→ **What you have to do**:
From the article on Cisco's mid-year threat report below, return the part that opens with the words containing "Those are two" and closes with "before being discovered.", copied word for word.

→ **Selected passage**:
Report: Attacks will happen, so reduce the time to detection
Cisco's mid-year threat report says attacks are becoming too sophisticated to prevent all of them. Organizations need to focus on finding them sooner.
As hackers get shiftier, more agile and nastier, organizations trying to defend their networks need to realize they’re not going to prevent every intrusion and focus on shortening the amount of time it takes to detect one. Also, don’t trust Jane Austen.
Those are two of the findings in Cisco’s recently released its Mid-Year Security Report, which details, among other things, the rise of exploit kits, the return of Flash attacks and the increasingly slippery evasive tactics cyber criminals and other bad actors are using to cover their tracks.
Shortening the time to detection is something that would have benefited the Office of Personnel Management, for instance, since the hacks revealed in June that exposed the information of more than 22 million current, former and prospective Defense Department personnel and contractors, went on for months before being discovered.
As far as types of attacks go, one of the trends the report cites is the greater use of the Angler Exploit Kit, which takes what Cisco calls innovative use of Flash, Java, Internet Explorer and Silverlight vulnerabilities, and uses domain shadowing—using stolen domain credentials to redirect traffic through lists of subdomains—to avoid detection.

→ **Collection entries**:
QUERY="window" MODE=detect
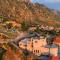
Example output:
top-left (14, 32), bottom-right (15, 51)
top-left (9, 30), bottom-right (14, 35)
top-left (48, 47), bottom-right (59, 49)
top-left (35, 41), bottom-right (37, 43)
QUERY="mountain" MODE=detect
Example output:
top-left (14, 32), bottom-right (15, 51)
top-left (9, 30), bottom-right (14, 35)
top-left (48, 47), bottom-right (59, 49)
top-left (0, 0), bottom-right (60, 26)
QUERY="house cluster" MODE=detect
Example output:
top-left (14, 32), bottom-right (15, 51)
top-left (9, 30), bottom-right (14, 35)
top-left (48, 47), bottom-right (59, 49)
top-left (19, 36), bottom-right (60, 56)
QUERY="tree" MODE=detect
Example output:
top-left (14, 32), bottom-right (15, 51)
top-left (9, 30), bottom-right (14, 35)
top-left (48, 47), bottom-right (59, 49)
top-left (21, 21), bottom-right (29, 31)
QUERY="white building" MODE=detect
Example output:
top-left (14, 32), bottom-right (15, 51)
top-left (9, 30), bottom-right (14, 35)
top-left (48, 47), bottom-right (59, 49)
top-left (19, 36), bottom-right (58, 56)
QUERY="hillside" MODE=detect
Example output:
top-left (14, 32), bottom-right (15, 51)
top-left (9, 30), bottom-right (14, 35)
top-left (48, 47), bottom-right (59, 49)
top-left (0, 0), bottom-right (60, 26)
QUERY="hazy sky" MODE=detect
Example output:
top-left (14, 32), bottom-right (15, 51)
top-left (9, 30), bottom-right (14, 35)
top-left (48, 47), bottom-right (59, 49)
top-left (32, 0), bottom-right (60, 10)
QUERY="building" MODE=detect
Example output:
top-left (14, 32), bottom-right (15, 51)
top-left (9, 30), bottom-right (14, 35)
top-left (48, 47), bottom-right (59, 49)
top-left (19, 36), bottom-right (58, 56)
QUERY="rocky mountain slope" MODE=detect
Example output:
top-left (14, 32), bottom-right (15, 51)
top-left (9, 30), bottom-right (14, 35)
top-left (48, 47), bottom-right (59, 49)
top-left (0, 0), bottom-right (60, 26)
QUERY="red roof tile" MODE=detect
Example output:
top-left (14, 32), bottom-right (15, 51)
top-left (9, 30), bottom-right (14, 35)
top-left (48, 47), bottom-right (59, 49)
top-left (54, 36), bottom-right (60, 43)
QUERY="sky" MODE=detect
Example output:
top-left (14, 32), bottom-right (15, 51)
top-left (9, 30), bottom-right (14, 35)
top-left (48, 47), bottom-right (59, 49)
top-left (32, 0), bottom-right (60, 10)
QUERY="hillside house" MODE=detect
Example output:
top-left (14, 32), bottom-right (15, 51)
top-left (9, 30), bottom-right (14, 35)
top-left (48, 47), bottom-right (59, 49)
top-left (19, 36), bottom-right (58, 56)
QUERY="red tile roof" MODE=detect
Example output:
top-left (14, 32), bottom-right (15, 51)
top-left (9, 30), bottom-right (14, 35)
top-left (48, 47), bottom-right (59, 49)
top-left (49, 56), bottom-right (59, 60)
top-left (54, 36), bottom-right (60, 43)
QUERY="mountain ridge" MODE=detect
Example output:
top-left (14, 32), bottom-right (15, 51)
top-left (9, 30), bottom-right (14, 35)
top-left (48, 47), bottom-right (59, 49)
top-left (0, 0), bottom-right (60, 26)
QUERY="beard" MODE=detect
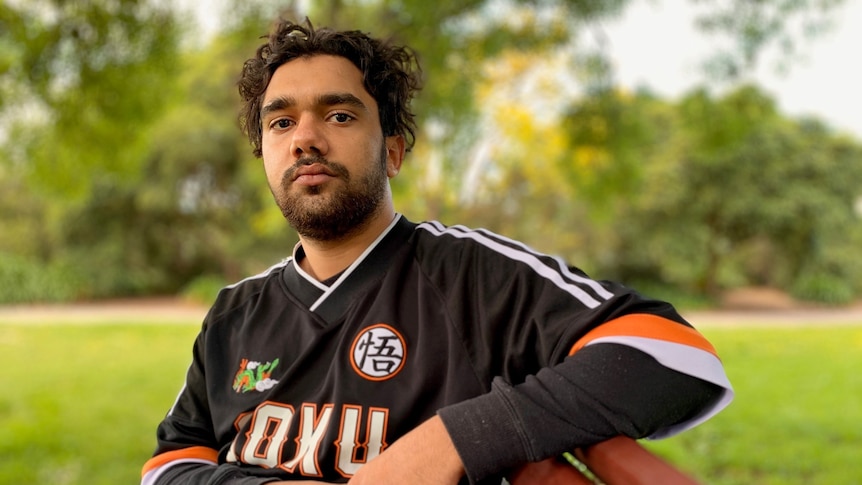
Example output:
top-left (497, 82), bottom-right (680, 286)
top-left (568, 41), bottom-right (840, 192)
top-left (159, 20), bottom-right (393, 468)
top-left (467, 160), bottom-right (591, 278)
top-left (273, 144), bottom-right (388, 241)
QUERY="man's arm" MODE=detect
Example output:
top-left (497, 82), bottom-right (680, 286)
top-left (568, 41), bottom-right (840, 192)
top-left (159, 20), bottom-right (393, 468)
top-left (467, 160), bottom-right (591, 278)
top-left (439, 344), bottom-right (723, 481)
top-left (349, 344), bottom-right (722, 485)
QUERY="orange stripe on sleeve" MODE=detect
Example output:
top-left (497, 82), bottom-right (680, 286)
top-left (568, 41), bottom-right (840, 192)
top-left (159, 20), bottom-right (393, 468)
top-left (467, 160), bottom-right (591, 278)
top-left (569, 313), bottom-right (718, 357)
top-left (141, 446), bottom-right (218, 476)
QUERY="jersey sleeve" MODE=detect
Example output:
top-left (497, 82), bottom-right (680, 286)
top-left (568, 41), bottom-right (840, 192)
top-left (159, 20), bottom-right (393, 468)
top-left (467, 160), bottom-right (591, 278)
top-left (418, 224), bottom-right (733, 481)
top-left (141, 312), bottom-right (277, 485)
top-left (141, 321), bottom-right (219, 485)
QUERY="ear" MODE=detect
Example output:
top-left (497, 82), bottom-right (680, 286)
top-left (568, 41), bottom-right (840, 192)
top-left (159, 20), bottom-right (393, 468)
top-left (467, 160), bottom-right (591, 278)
top-left (383, 135), bottom-right (406, 178)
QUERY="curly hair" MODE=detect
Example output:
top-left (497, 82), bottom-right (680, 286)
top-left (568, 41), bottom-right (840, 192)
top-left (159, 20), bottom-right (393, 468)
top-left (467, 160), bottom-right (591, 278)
top-left (238, 19), bottom-right (421, 157)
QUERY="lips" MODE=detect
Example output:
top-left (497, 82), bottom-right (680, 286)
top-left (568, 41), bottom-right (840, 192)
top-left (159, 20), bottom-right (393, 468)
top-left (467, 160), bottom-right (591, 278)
top-left (291, 163), bottom-right (337, 181)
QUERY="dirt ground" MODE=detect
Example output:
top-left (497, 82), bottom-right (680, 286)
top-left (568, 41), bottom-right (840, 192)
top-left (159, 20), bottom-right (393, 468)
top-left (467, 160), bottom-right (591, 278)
top-left (0, 288), bottom-right (862, 327)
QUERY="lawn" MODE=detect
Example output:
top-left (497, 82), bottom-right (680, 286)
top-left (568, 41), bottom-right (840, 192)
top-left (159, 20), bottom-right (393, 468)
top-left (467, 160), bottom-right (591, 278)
top-left (0, 322), bottom-right (862, 485)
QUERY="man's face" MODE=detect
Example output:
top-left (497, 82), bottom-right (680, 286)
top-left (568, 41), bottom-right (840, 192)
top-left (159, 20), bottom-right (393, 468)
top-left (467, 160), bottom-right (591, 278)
top-left (261, 55), bottom-right (403, 241)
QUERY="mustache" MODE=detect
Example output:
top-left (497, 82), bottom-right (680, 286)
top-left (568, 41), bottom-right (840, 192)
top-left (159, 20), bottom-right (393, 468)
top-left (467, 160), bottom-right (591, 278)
top-left (282, 155), bottom-right (350, 182)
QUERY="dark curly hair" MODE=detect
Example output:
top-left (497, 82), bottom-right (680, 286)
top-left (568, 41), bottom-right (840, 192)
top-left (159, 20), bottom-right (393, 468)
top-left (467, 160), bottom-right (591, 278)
top-left (238, 19), bottom-right (421, 157)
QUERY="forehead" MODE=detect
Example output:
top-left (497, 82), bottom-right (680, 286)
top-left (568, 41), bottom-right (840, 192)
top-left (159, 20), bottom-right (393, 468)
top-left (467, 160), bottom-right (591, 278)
top-left (263, 55), bottom-right (376, 109)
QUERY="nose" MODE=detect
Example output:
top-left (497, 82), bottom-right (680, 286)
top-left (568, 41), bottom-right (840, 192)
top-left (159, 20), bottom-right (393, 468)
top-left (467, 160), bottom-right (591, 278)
top-left (290, 114), bottom-right (329, 158)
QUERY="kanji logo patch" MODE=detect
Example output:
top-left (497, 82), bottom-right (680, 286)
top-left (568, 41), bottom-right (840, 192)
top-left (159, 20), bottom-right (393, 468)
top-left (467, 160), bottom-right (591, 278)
top-left (350, 323), bottom-right (407, 381)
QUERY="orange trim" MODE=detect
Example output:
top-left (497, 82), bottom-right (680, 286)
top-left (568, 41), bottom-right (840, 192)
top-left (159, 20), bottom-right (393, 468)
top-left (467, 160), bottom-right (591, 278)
top-left (141, 446), bottom-right (218, 476)
top-left (569, 313), bottom-right (718, 357)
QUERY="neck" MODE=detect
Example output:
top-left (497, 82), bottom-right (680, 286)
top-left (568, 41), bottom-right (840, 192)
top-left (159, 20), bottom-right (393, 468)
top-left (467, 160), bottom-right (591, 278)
top-left (299, 206), bottom-right (395, 281)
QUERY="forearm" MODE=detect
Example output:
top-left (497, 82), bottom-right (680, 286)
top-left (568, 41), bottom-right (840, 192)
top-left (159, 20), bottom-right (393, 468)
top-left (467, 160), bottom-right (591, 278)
top-left (148, 463), bottom-right (279, 485)
top-left (439, 344), bottom-right (721, 481)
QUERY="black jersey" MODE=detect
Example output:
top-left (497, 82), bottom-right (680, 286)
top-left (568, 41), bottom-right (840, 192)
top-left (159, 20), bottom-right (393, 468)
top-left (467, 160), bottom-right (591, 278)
top-left (142, 216), bottom-right (732, 484)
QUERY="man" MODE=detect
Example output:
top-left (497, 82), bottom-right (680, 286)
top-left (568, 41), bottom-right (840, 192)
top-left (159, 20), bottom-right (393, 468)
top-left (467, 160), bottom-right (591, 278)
top-left (142, 21), bottom-right (732, 485)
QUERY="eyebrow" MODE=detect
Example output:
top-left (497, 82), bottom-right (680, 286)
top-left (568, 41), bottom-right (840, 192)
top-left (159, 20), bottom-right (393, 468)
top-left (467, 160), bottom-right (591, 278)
top-left (260, 93), bottom-right (368, 119)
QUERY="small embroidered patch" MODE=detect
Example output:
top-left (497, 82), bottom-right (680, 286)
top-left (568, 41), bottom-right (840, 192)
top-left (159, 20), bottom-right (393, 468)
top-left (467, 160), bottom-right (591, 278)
top-left (233, 359), bottom-right (278, 393)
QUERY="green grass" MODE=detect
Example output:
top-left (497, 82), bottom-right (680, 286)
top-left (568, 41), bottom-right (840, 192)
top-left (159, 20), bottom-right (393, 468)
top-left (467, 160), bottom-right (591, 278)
top-left (646, 326), bottom-right (862, 485)
top-left (0, 323), bottom-right (199, 485)
top-left (0, 322), bottom-right (862, 485)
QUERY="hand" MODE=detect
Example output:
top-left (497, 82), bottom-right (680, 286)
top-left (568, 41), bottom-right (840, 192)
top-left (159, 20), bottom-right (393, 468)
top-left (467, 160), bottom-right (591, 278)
top-left (347, 416), bottom-right (464, 485)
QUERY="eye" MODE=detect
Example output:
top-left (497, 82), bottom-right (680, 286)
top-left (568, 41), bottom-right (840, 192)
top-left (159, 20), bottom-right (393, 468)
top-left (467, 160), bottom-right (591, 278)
top-left (270, 118), bottom-right (293, 130)
top-left (331, 113), bottom-right (355, 123)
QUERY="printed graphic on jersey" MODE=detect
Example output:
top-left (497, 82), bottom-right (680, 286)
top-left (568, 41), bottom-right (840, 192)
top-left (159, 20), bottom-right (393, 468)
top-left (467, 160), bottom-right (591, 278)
top-left (233, 359), bottom-right (278, 393)
top-left (350, 323), bottom-right (407, 381)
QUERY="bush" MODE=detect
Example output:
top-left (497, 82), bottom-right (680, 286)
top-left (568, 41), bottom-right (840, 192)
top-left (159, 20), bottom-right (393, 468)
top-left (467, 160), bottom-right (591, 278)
top-left (0, 253), bottom-right (80, 304)
top-left (180, 275), bottom-right (227, 305)
top-left (791, 273), bottom-right (855, 305)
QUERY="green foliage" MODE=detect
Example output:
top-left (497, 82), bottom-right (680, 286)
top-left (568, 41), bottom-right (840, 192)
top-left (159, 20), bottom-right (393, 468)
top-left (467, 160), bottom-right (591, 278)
top-left (0, 252), bottom-right (81, 304)
top-left (0, 0), bottom-right (862, 302)
top-left (180, 275), bottom-right (230, 305)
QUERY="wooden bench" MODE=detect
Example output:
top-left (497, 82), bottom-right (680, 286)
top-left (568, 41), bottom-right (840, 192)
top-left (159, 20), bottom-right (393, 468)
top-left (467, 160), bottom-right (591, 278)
top-left (509, 436), bottom-right (698, 485)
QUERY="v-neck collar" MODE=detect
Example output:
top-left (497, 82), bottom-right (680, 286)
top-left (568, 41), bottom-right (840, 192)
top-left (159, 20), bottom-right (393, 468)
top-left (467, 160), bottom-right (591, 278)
top-left (282, 214), bottom-right (415, 323)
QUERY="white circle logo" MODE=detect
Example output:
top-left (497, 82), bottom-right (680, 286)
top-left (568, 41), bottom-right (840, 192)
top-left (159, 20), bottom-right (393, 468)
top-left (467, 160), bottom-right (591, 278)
top-left (350, 323), bottom-right (407, 381)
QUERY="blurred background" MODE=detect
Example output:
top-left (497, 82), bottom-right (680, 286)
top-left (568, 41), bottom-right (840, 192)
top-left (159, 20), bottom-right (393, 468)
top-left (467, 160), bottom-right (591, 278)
top-left (0, 0), bottom-right (862, 305)
top-left (0, 0), bottom-right (862, 485)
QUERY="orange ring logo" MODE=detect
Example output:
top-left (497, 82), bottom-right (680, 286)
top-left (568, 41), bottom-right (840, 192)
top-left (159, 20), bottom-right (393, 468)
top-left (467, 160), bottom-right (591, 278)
top-left (350, 323), bottom-right (407, 381)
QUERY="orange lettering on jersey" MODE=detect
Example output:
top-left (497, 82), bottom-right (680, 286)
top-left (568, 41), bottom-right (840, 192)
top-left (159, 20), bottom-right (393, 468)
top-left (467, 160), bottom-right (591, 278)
top-left (335, 404), bottom-right (389, 477)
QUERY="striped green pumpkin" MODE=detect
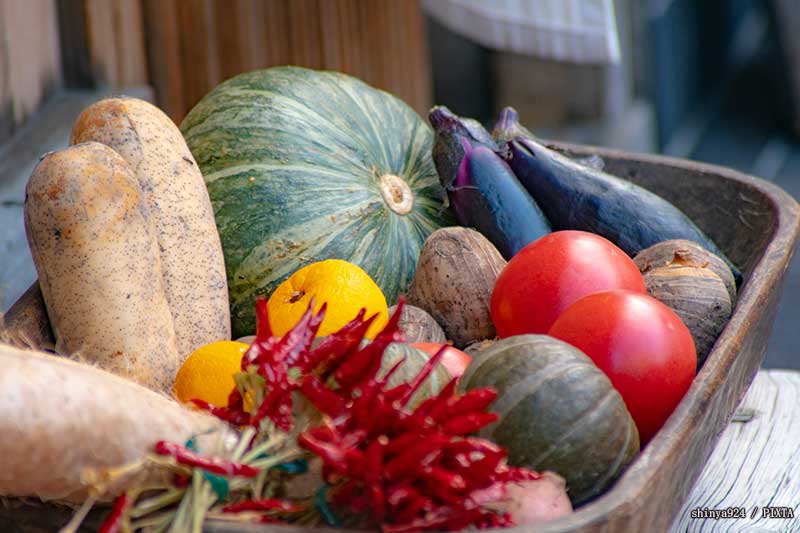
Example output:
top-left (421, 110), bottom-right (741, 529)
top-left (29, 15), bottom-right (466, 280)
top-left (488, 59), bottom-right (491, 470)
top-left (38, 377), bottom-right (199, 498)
top-left (459, 335), bottom-right (639, 505)
top-left (181, 67), bottom-right (452, 336)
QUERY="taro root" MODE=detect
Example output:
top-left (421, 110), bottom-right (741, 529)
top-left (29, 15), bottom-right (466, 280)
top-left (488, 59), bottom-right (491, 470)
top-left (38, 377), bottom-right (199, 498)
top-left (389, 304), bottom-right (447, 344)
top-left (408, 227), bottom-right (506, 348)
top-left (633, 240), bottom-right (736, 368)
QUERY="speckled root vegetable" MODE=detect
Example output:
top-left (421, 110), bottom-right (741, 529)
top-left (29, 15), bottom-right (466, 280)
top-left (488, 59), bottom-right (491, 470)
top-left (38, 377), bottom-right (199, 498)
top-left (408, 227), bottom-right (506, 348)
top-left (71, 98), bottom-right (231, 357)
top-left (490, 472), bottom-right (572, 526)
top-left (0, 344), bottom-right (228, 502)
top-left (25, 143), bottom-right (180, 392)
top-left (389, 304), bottom-right (447, 344)
top-left (633, 240), bottom-right (736, 368)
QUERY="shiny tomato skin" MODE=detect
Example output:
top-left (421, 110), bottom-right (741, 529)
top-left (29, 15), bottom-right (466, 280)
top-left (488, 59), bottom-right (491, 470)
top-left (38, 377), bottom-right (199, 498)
top-left (411, 342), bottom-right (472, 378)
top-left (548, 290), bottom-right (697, 445)
top-left (490, 230), bottom-right (647, 337)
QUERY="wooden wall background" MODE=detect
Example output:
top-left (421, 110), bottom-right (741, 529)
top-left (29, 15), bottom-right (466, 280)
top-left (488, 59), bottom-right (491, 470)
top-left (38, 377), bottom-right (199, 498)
top-left (0, 0), bottom-right (432, 140)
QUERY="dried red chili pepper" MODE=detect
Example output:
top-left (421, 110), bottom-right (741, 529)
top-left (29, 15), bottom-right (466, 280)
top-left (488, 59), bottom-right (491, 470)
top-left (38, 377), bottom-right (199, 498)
top-left (98, 492), bottom-right (131, 533)
top-left (364, 436), bottom-right (389, 522)
top-left (154, 440), bottom-right (260, 477)
top-left (298, 308), bottom-right (378, 373)
top-left (300, 375), bottom-right (346, 417)
top-left (442, 413), bottom-right (497, 435)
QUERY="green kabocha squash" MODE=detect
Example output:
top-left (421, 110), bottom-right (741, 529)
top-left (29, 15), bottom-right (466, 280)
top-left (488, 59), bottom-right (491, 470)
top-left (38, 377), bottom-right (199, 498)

→ **Answer to the exercise**:
Those are two of the findings in Cisco’s recently released its Mid-Year Security Report, which details, among other things, the rise of exploit kits, the return of Flash attacks and the increasingly slippery evasive tactics cyber criminals and other bad actors are using to cover their tracks.
Shortening the time to detection is something that would have benefited the Office of Personnel Management, for instance, since the hacks revealed in June that exposed the information of more than 22 million current, former and prospective Defense Department personnel and contractors, went on for months before being discovered.